**Problem requirements**
Let your answer be the line containing "Objective: one point per instance of the white interior" and every line below it to the end of the records, copied exactly.

+++ Data supplied +++

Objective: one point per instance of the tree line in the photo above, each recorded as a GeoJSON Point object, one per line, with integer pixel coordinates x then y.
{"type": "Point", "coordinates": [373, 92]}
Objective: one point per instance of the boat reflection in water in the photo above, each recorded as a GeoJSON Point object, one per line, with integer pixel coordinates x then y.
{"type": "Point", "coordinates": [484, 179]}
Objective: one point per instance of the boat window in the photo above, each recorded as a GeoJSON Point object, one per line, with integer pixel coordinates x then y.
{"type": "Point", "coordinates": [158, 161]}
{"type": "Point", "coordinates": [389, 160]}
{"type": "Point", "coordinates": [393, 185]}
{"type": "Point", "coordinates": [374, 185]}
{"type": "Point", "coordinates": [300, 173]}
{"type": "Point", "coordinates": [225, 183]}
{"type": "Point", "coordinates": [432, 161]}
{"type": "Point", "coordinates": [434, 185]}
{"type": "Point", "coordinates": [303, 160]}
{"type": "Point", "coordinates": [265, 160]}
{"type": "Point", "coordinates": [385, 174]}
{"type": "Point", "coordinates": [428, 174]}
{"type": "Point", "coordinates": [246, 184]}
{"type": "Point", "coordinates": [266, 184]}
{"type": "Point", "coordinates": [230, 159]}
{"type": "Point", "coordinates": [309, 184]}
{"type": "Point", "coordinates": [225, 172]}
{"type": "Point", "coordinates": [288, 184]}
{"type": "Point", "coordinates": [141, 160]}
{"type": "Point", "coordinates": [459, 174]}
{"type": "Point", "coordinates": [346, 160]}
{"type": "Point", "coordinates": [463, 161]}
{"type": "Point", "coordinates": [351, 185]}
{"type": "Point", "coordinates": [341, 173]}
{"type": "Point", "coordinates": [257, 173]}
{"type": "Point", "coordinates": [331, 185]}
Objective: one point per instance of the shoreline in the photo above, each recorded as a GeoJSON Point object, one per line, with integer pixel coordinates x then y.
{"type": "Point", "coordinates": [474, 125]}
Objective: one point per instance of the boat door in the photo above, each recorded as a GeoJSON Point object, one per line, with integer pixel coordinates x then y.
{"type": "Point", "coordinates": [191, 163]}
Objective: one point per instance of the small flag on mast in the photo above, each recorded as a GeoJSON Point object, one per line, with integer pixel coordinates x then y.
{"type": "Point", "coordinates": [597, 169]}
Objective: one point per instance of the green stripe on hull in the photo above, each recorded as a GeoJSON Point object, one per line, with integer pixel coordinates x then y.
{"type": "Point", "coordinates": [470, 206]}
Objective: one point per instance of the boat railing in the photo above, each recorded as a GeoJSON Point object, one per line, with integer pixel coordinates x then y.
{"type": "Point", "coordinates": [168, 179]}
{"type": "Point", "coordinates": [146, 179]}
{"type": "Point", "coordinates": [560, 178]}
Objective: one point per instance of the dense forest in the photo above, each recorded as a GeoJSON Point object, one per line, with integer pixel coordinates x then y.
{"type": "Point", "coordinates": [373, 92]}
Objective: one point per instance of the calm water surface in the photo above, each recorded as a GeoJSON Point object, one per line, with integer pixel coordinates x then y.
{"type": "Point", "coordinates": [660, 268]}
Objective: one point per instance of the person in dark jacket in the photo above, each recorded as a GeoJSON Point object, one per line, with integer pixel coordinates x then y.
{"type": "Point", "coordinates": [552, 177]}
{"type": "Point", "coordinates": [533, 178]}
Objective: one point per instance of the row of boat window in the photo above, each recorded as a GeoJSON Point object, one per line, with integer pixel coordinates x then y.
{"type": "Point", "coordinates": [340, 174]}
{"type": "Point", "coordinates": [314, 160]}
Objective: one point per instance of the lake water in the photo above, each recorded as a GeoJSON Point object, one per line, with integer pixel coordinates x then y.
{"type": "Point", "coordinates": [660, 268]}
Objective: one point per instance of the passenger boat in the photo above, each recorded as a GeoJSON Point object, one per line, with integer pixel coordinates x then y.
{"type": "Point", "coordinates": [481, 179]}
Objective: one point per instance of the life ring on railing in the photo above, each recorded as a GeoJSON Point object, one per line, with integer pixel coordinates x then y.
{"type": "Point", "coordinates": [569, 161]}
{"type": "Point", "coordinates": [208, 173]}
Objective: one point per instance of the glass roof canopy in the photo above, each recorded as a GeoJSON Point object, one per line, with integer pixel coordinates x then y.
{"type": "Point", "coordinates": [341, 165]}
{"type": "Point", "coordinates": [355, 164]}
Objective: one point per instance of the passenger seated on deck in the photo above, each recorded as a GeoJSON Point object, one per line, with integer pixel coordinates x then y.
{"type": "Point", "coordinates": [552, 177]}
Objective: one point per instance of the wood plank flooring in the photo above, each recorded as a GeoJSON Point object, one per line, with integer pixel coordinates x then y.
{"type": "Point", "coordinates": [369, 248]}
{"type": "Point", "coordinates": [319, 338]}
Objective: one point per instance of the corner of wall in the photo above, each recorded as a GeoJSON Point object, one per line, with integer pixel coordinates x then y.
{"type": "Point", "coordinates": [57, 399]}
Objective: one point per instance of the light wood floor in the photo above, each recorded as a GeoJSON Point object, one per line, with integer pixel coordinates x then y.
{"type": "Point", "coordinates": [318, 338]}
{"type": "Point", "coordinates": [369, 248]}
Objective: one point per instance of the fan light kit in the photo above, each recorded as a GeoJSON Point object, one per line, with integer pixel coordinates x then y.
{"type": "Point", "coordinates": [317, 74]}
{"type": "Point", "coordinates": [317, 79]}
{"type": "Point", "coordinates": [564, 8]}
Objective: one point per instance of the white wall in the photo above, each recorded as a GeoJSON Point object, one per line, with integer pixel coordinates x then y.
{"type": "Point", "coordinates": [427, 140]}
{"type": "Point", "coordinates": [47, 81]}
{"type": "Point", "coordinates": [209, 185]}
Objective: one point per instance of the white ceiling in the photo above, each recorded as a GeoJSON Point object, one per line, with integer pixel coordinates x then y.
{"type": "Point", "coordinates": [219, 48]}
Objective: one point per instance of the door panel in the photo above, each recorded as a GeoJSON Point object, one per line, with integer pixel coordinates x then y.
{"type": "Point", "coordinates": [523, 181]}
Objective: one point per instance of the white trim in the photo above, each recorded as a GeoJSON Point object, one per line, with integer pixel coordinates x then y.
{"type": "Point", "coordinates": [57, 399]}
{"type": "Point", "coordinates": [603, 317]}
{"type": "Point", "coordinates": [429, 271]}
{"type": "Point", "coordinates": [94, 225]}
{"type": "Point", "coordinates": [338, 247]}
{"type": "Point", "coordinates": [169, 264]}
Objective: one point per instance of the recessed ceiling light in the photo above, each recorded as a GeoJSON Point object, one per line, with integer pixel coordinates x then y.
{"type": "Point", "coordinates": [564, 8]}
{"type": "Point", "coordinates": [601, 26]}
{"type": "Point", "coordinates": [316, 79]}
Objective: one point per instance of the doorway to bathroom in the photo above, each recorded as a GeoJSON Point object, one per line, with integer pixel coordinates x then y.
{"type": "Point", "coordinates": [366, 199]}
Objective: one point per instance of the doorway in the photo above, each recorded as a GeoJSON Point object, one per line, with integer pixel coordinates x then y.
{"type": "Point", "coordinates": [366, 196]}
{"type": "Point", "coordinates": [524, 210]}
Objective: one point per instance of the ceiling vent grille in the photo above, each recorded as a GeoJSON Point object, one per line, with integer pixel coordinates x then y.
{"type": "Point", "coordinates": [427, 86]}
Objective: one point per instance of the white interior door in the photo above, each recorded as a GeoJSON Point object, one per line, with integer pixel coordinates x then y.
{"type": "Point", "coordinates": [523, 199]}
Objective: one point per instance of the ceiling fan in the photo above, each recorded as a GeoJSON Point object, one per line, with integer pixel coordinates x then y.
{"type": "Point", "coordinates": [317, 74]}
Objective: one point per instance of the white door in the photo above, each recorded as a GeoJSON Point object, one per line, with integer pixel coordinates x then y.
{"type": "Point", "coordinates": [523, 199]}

+++

**Written solution**
Objective: one point per instance of the white interior door in the photo above, each recorded as a GeoJSON Point object, one per line, with integer pixel coordinates x then y.
{"type": "Point", "coordinates": [523, 199]}
Objective: one point per instance of the ceiling fan in the photo above, each recorded as a GeoJSON Point object, one per line, with integer pixel coordinates x then y.
{"type": "Point", "coordinates": [317, 74]}
Objective: one point per instance of the white door in the photo above, each recorded as a GeoJSON Point object, one per line, with integer pixel coordinates x then y.
{"type": "Point", "coordinates": [523, 199]}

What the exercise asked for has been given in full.